Your task is to repeat, word for word, the line containing "of the balcony" and all lines that follow it to the end of the material, and no other lines.

[Start DATASET]

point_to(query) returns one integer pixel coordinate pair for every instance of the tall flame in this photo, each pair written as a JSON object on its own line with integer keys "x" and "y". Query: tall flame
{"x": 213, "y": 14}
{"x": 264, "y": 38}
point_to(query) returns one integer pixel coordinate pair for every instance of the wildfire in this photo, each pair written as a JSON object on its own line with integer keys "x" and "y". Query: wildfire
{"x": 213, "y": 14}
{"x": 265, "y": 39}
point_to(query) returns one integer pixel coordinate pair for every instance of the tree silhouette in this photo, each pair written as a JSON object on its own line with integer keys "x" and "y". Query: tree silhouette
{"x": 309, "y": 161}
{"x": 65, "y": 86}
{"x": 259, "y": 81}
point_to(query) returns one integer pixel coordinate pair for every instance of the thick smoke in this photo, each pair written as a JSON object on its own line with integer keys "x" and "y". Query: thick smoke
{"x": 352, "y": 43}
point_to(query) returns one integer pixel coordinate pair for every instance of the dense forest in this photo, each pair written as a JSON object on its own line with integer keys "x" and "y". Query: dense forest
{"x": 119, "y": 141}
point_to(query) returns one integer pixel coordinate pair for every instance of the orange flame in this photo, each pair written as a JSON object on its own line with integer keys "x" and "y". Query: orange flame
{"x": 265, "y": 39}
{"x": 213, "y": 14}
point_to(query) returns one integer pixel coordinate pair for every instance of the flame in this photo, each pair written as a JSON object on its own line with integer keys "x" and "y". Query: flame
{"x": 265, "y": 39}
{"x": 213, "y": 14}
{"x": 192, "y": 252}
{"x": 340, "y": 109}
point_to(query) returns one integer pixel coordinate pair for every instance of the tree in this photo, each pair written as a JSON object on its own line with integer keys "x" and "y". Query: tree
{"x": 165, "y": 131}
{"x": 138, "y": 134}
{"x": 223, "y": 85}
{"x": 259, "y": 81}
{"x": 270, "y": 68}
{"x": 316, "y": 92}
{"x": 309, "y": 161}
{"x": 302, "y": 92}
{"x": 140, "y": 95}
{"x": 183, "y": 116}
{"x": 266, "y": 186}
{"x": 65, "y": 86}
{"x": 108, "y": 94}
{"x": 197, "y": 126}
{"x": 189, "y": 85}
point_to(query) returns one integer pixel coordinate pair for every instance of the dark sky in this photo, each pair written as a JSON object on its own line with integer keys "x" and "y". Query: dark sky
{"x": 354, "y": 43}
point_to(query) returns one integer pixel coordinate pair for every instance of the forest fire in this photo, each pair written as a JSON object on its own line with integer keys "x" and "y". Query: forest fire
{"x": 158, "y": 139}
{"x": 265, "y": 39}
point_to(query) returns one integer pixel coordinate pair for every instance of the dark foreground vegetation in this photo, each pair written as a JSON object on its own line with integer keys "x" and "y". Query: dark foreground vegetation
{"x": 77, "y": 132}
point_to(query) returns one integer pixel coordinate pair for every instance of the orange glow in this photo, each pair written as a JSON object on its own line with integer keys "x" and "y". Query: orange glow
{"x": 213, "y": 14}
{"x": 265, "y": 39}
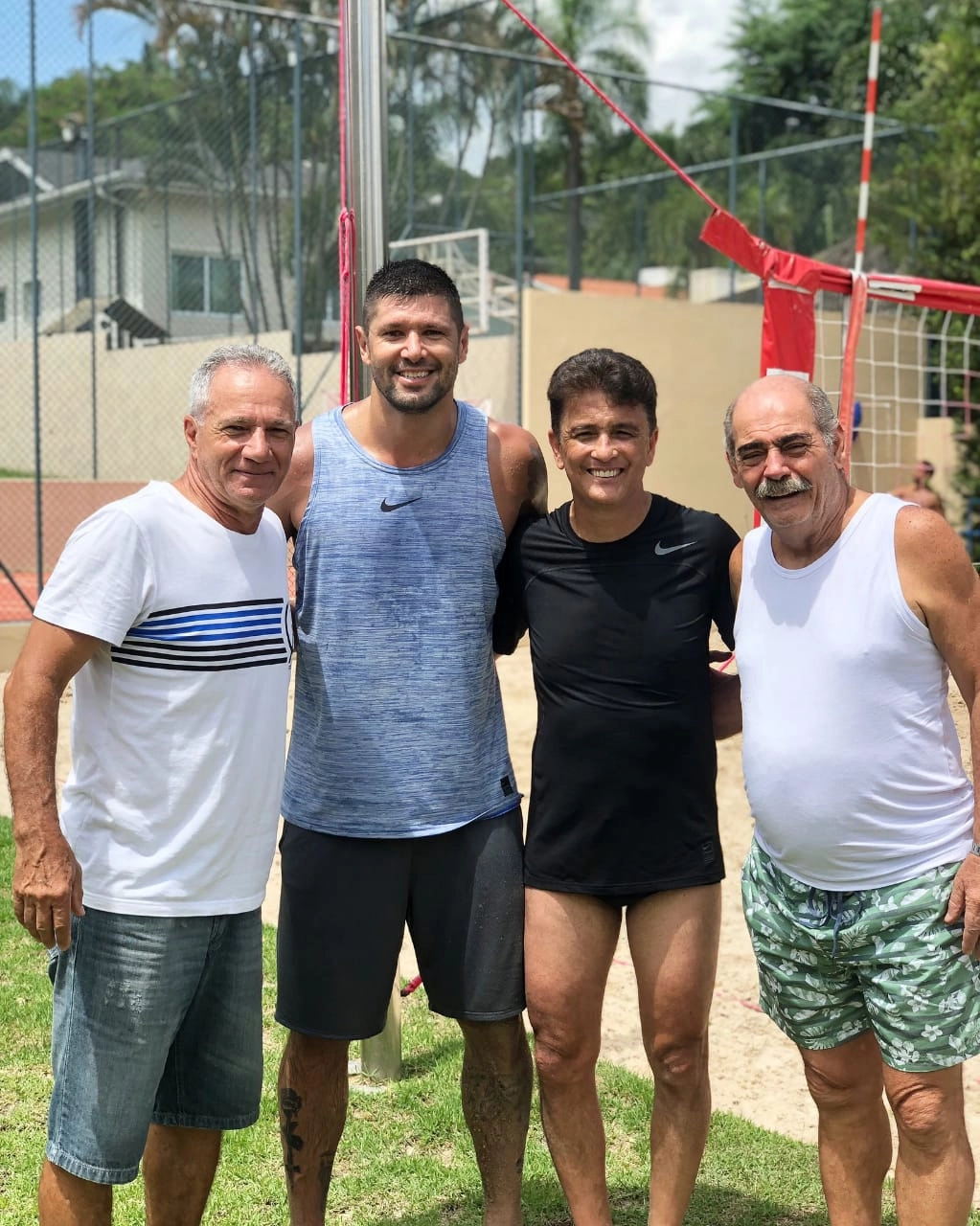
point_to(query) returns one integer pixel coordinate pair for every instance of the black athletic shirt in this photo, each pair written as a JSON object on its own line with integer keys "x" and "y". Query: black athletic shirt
{"x": 624, "y": 767}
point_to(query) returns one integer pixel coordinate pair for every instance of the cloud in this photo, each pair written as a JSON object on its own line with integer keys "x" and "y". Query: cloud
{"x": 691, "y": 48}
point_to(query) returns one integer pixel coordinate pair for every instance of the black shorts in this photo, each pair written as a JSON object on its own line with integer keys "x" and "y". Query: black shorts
{"x": 342, "y": 914}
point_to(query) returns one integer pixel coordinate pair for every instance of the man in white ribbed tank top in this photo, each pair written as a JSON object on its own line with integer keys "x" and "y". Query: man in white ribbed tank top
{"x": 862, "y": 885}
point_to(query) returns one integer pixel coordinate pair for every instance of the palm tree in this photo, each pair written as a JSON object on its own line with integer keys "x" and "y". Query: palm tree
{"x": 596, "y": 34}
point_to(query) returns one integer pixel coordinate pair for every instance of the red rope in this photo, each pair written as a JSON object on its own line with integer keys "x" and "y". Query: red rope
{"x": 346, "y": 233}
{"x": 634, "y": 126}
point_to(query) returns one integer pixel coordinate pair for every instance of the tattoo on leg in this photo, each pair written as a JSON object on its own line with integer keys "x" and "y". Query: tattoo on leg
{"x": 289, "y": 1103}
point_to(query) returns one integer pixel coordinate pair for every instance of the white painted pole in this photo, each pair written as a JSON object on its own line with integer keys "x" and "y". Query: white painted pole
{"x": 366, "y": 79}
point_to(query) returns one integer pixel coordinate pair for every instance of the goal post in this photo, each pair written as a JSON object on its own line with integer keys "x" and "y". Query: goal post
{"x": 897, "y": 347}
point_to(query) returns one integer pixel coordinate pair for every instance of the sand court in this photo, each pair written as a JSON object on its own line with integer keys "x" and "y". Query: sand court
{"x": 756, "y": 1072}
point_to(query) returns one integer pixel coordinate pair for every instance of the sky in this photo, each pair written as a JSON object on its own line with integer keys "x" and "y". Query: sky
{"x": 688, "y": 38}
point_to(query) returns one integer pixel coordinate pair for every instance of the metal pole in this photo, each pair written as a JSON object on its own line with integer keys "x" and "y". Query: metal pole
{"x": 871, "y": 105}
{"x": 298, "y": 210}
{"x": 410, "y": 129}
{"x": 90, "y": 105}
{"x": 519, "y": 246}
{"x": 254, "y": 174}
{"x": 733, "y": 184}
{"x": 366, "y": 77}
{"x": 32, "y": 143}
{"x": 366, "y": 68}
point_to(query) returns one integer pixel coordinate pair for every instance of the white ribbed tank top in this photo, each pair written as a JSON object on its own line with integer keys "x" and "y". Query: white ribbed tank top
{"x": 850, "y": 754}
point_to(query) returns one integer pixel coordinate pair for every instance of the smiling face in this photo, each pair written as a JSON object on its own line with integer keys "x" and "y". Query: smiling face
{"x": 782, "y": 460}
{"x": 414, "y": 350}
{"x": 604, "y": 449}
{"x": 240, "y": 450}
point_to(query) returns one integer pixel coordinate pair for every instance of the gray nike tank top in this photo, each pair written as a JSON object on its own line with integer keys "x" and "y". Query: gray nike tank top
{"x": 398, "y": 727}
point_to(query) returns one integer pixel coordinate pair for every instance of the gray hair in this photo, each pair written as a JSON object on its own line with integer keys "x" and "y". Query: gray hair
{"x": 254, "y": 357}
{"x": 825, "y": 417}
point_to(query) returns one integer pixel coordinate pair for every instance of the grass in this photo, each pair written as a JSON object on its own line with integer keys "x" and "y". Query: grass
{"x": 405, "y": 1155}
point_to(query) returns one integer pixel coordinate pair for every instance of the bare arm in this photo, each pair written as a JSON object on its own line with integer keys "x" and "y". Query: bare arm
{"x": 47, "y": 876}
{"x": 289, "y": 500}
{"x": 517, "y": 473}
{"x": 726, "y": 697}
{"x": 944, "y": 591}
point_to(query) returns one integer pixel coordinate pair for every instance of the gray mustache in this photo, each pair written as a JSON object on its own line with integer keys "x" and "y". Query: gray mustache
{"x": 782, "y": 486}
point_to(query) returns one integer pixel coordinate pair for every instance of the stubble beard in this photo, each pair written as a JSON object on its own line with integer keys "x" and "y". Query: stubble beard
{"x": 414, "y": 406}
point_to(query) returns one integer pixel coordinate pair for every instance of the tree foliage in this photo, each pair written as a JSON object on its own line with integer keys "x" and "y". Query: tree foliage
{"x": 462, "y": 130}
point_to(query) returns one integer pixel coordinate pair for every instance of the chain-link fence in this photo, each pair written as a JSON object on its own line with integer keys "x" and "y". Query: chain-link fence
{"x": 193, "y": 195}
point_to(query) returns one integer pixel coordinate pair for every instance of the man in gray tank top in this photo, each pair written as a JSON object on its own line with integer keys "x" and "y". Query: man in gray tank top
{"x": 400, "y": 801}
{"x": 862, "y": 884}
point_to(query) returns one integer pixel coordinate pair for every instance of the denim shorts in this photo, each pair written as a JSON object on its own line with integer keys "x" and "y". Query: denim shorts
{"x": 832, "y": 965}
{"x": 156, "y": 1020}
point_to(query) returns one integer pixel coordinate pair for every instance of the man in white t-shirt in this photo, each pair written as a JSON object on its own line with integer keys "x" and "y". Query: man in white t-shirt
{"x": 171, "y": 611}
{"x": 862, "y": 884}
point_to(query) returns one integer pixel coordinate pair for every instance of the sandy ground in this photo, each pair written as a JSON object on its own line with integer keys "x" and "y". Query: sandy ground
{"x": 756, "y": 1072}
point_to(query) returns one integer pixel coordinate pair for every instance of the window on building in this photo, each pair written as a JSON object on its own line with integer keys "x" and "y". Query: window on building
{"x": 82, "y": 250}
{"x": 31, "y": 306}
{"x": 205, "y": 284}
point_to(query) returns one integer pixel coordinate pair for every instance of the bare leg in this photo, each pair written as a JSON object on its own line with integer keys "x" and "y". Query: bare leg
{"x": 179, "y": 1168}
{"x": 66, "y": 1200}
{"x": 497, "y": 1106}
{"x": 568, "y": 945}
{"x": 933, "y": 1172}
{"x": 854, "y": 1139}
{"x": 673, "y": 942}
{"x": 313, "y": 1111}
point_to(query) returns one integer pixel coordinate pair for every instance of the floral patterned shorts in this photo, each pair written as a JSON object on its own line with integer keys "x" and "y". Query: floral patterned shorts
{"x": 832, "y": 965}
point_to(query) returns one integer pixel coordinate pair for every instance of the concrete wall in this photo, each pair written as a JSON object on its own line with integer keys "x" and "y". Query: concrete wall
{"x": 700, "y": 357}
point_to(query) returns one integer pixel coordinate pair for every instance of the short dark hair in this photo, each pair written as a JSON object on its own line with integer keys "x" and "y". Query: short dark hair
{"x": 622, "y": 380}
{"x": 411, "y": 279}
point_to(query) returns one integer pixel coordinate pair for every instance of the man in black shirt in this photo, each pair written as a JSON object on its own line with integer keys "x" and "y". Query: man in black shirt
{"x": 620, "y": 589}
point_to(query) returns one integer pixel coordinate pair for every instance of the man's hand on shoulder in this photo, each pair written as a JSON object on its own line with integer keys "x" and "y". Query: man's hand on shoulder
{"x": 964, "y": 902}
{"x": 517, "y": 473}
{"x": 735, "y": 573}
{"x": 289, "y": 502}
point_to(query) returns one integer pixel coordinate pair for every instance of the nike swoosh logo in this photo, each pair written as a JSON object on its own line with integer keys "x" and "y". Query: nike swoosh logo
{"x": 394, "y": 507}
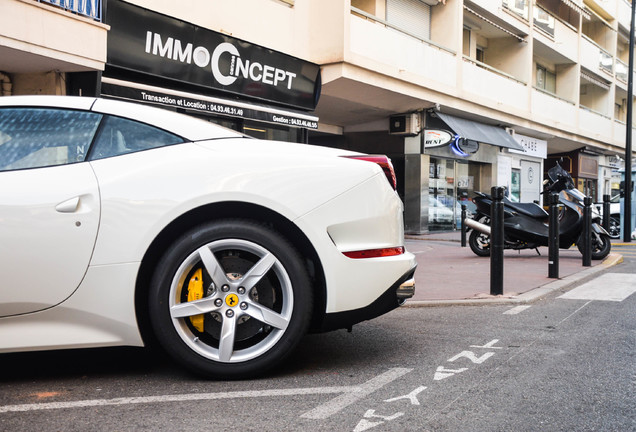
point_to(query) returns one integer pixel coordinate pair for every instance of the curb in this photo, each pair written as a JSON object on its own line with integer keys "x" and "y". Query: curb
{"x": 531, "y": 296}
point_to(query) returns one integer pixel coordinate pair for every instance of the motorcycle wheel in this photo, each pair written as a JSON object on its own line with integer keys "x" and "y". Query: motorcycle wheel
{"x": 479, "y": 243}
{"x": 601, "y": 246}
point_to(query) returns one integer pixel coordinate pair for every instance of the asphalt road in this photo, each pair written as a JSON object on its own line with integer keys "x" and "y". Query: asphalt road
{"x": 561, "y": 364}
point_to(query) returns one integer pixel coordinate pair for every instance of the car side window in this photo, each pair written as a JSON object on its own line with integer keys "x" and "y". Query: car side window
{"x": 119, "y": 136}
{"x": 42, "y": 137}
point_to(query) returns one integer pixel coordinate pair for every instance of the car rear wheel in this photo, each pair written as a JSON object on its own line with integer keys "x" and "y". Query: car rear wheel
{"x": 230, "y": 299}
{"x": 601, "y": 246}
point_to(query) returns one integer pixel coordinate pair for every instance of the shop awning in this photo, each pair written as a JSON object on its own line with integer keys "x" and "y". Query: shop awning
{"x": 480, "y": 132}
{"x": 577, "y": 8}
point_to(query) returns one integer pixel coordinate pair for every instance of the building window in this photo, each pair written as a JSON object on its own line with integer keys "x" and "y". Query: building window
{"x": 519, "y": 7}
{"x": 411, "y": 16}
{"x": 546, "y": 80}
{"x": 480, "y": 54}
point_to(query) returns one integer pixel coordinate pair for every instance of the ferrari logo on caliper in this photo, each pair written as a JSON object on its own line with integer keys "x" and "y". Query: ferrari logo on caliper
{"x": 231, "y": 300}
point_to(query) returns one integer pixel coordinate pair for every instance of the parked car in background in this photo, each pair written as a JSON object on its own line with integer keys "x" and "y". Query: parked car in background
{"x": 122, "y": 223}
{"x": 615, "y": 216}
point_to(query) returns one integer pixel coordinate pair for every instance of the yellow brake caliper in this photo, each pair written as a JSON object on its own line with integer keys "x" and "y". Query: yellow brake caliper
{"x": 195, "y": 292}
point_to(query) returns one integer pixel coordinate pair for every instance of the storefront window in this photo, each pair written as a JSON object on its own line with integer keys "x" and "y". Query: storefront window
{"x": 515, "y": 186}
{"x": 451, "y": 185}
{"x": 441, "y": 195}
{"x": 271, "y": 132}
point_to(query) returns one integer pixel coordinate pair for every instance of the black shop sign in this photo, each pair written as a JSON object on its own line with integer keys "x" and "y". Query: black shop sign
{"x": 144, "y": 41}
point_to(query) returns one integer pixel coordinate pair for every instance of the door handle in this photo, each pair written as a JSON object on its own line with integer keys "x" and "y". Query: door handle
{"x": 68, "y": 206}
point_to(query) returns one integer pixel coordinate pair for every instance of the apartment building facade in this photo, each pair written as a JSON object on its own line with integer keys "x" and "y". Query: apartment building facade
{"x": 461, "y": 94}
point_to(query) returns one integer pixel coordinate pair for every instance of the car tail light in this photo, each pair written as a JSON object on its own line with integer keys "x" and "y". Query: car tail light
{"x": 375, "y": 253}
{"x": 385, "y": 164}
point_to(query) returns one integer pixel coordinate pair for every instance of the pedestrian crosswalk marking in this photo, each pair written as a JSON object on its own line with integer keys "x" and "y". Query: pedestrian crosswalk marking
{"x": 607, "y": 287}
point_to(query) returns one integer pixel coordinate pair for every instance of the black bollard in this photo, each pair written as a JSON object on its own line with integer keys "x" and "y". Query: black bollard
{"x": 553, "y": 236}
{"x": 463, "y": 225}
{"x": 587, "y": 232}
{"x": 606, "y": 212}
{"x": 496, "y": 241}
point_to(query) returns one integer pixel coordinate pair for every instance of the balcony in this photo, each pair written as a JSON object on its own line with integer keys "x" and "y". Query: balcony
{"x": 606, "y": 8}
{"x": 51, "y": 38}
{"x": 624, "y": 12}
{"x": 596, "y": 59}
{"x": 553, "y": 110}
{"x": 595, "y": 124}
{"x": 487, "y": 85}
{"x": 377, "y": 45}
{"x": 511, "y": 12}
{"x": 619, "y": 133}
{"x": 622, "y": 73}
{"x": 555, "y": 36}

[End DATASET]

▸ TASK ANSWER:
point_to(query) returns one integer pixel coordinate pair for every instance of the balcony in this photo, each pair written as a JSON object on its own line with integer keys "x" and "y". Query: balcony
{"x": 606, "y": 8}
{"x": 51, "y": 38}
{"x": 624, "y": 12}
{"x": 596, "y": 59}
{"x": 553, "y": 110}
{"x": 595, "y": 124}
{"x": 487, "y": 85}
{"x": 377, "y": 45}
{"x": 511, "y": 12}
{"x": 619, "y": 133}
{"x": 622, "y": 73}
{"x": 555, "y": 36}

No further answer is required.